OBJECTIVES |
- 1) In the thought leadership article, what did Honey Maid's hired artist build from the printed negative messages?
- 2) Continue the thought leadership article after its final sentence.

GIVEN TEXT |
══════
2. Disrupt the Conversation
What advice would you give content marketers?
You need to ask yourself, “who in your company can take on that thought leadership position?” It has to be someone who has personality and is an expert, but also someone who is “ready to disrupt that conversation.”
Miller recalled a conversation he recently had with Ann Handley in London; “I said, ‘Anne, do you think there is a case for thought leadership in B2C brands?” Anne responded with her favorite example – Chipotle. “McDonald’s is not doing so well. They’re in the ruts right now trying to reinvent themselves because a company like Chipotle came out and made sustainable fast food – something ten years ago nobody would have ever thought was possible,” explains Miller. Chipotle successfully disrupted the existing conversation taking place in the realm of fast food with the sustainable angle, securing their position as thought leaders in the industry.
Anne also shared the example of Honey Maid Graham Crackers. “I thought, ‘Graham Cracker, what the hell does a Graham Cracker have to do with thought leadership?” exclaimed Miller. Last year Honey Maid launched the “This Is Wholesome” campaign which took a stance on gay marriage and featured a gay married couple in their advertising. Graham crackers are an example of a product that can’t really be differentiated from the competition,and purchases are made almost solely on brand preference. To gain some traction with customers Honey Maid “aligned their company values with a social issue,” explained Miller, “ and that’s thought leadership.”
The Wholesome campaign did receive some backlash, and several customers indicated that they would prefer not to have a side of social commentary with their cookies. However, “other folks were really impressed by this and they aligned themselves with that value, and now they are aligned with the brand. So that’s thought leadership from the B2C angle,” says Miller. The campaign also featured videos that defined “wholesome” in 2015. “They got a lot of backlash like I mentioned, and the comments were coming in pretty fast and furious on Twitter,” explains Miller. In response, Honey Maid hired an artist, printed out all of the negative messages, rolled them up, and built a sculpture that spelled out ‘Love.’ Then they “launched that picture of the artist’s rendition of all the hate turned into love, and then, all of a sudden the reception was overwhelming and they just completely uplifted their brand to the next level.”
Basically this is “a long-winded way of saying there’s tons of opportunities for B2C in thought leadership,” Miller adds. “If you’ve taken a thought leadership [role] then you can align your brand with the consumer. You’re no longer bidding on price alone. If you’re bidding on price alone, the lowest bidder always wins. But, I would look at that [campaign] and I would go towards Honey Maid because I believe in that brand. I align with that brand.”
3. Structure Your Company Like KISS
What advice would you give organizations looking to become thought leaders? How should you structure a team in an organization to facilitate thought leadership?
“The bigger the company the bigger the silos between PR, social, and content, right?” For Miller, “the number one thing is to basically get PR, content, and social to be on the same team working very closely with SEO, because SEO is going to optimize your content and your press releases…and make sure that you have the best chances of being found in these conversations that are happening.” “Then,” explains Miller “ you’ve got to turn on the native advertising.”
══════
DATA EXTRACT |
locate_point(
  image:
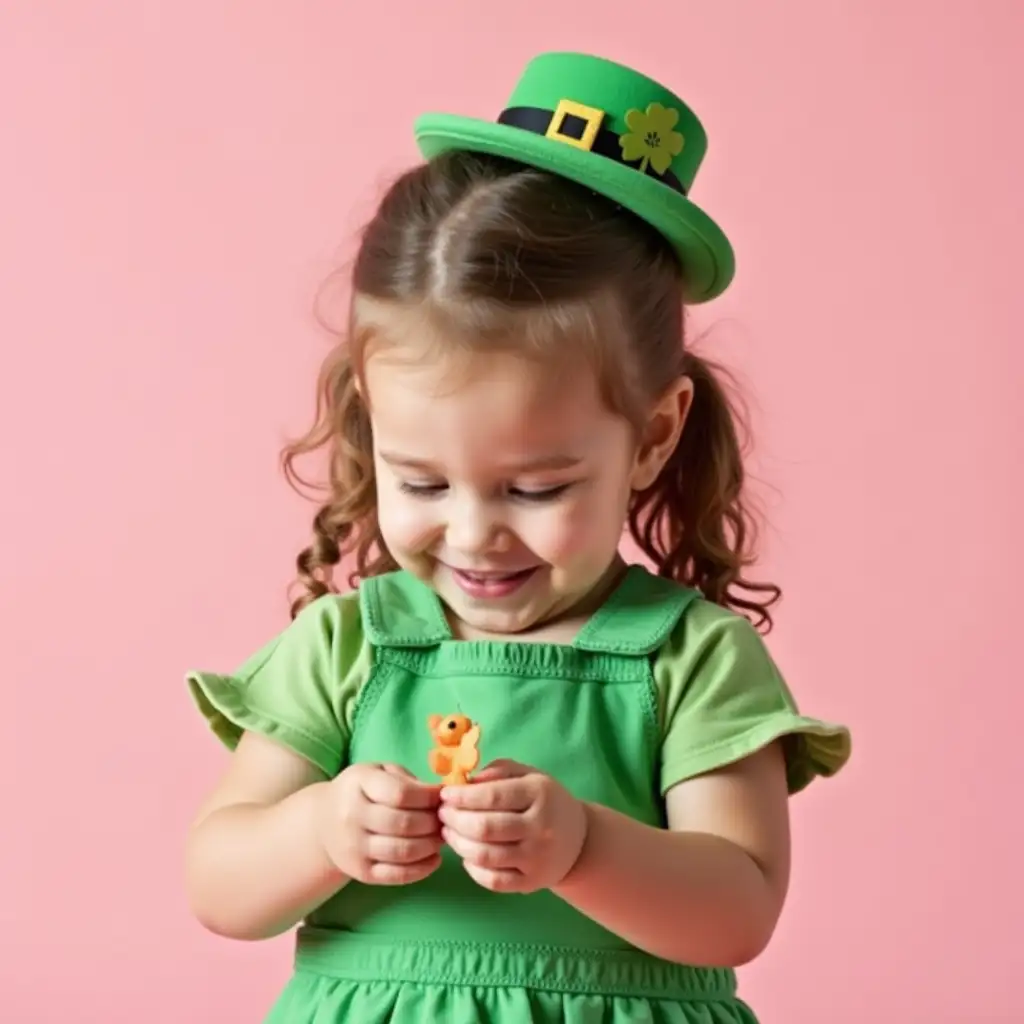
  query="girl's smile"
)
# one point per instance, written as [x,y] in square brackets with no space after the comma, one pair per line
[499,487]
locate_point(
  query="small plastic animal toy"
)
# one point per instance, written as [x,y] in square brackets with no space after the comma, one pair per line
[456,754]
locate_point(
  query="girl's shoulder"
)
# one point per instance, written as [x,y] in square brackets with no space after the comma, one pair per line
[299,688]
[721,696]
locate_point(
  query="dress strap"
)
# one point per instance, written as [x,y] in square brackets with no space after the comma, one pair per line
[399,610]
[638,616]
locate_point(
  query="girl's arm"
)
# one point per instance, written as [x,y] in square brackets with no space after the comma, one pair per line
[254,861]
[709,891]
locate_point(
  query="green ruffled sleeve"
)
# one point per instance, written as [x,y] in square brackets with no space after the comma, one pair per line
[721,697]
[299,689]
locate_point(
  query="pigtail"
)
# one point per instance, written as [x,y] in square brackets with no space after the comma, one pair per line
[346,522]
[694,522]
══════
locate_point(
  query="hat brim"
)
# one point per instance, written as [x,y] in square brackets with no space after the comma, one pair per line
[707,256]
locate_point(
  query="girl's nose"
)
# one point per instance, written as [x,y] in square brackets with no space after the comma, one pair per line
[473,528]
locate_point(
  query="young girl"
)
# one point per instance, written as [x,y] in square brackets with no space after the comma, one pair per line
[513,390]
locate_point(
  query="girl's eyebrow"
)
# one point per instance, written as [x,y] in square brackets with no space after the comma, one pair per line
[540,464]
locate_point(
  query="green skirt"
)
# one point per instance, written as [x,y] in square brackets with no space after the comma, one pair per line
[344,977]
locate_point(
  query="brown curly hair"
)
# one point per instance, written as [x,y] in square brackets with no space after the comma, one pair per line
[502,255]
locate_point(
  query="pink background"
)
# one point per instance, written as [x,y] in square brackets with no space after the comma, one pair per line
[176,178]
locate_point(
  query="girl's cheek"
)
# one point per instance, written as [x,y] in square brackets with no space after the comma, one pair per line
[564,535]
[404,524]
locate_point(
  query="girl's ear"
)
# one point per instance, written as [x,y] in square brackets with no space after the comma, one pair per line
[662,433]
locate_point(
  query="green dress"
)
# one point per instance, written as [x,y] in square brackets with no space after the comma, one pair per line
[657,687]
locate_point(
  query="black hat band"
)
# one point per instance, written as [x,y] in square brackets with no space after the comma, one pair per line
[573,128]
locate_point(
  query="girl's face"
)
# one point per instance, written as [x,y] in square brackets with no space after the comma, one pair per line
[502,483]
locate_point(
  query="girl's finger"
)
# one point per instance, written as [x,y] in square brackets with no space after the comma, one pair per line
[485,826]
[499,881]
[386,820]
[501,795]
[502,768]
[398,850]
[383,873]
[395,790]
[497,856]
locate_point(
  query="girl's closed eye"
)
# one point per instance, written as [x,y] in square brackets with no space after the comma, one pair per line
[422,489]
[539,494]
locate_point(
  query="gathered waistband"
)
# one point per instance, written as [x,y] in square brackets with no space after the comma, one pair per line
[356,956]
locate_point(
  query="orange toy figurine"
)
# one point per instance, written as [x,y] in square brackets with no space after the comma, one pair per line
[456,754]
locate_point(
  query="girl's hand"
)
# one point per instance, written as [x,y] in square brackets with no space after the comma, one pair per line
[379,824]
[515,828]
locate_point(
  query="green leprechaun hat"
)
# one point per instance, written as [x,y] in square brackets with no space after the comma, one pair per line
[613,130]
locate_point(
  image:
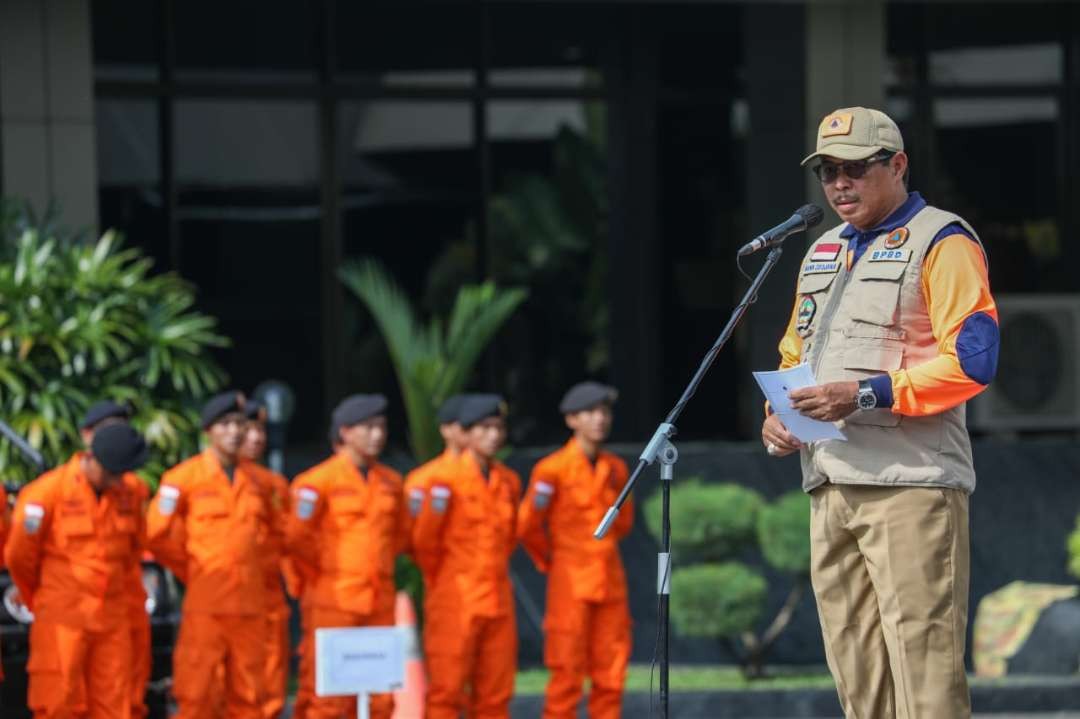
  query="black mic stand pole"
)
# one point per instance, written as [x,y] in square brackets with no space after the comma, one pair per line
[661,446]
══════
EXPECTED OUTPUTS |
- 1) A sculpture that spelled out "Love."

- 2)
“What’s more important” asks Miller, “a mention of your brand, or your company, or your news on page four of the New York Times? Or on the front page of Brian Solis’ blog? I don’t know – they’re both equally important depending on your audience, and your target, and your goals. But at the end of the day you have to attack it at both angles. So, you need traditional PR completely morphed in and synched up with content and social. And then SEO to optimize it and make sure that you’re going out with the right conversations, and that your conversations are aligned with the conversations that are happening and being searched upon.”
Miller used an incredible KISS analogy to help explain this ‘ecosystem’; “So Peter Criss, [the] drummer, lays the groundwork for the band – he’s SEO.” Then you have Paul Stanley, the singer, who represents social. “Gene’s content [because] he writes most of the stuff. He’s the core, he’s producing it. Demand Gen is Ace Freely, tying it all together with guitar solos. Right? You have four unique members all synced with individual roles delivering an amazing experience. But then it goes further, then you have Doc McGhee on board who follows the band around guiding their vision as the hottest top band. He’s the fifth member of the band essentially. So now you have PR, social, content, SEO, and demand gen.” Finally the KISS Army, the official fanclub, represents the consumers who support the band and feel empowered by their ability to connect to not only the band, but other members of the KISS fanbase.
Miller suggests that companies think about this analogy and ask themselves; “how can PR support content? How can content support PR? How can social amplify it? How can demand gen market that thought leadership to your database. And then how can SEO optimize it?”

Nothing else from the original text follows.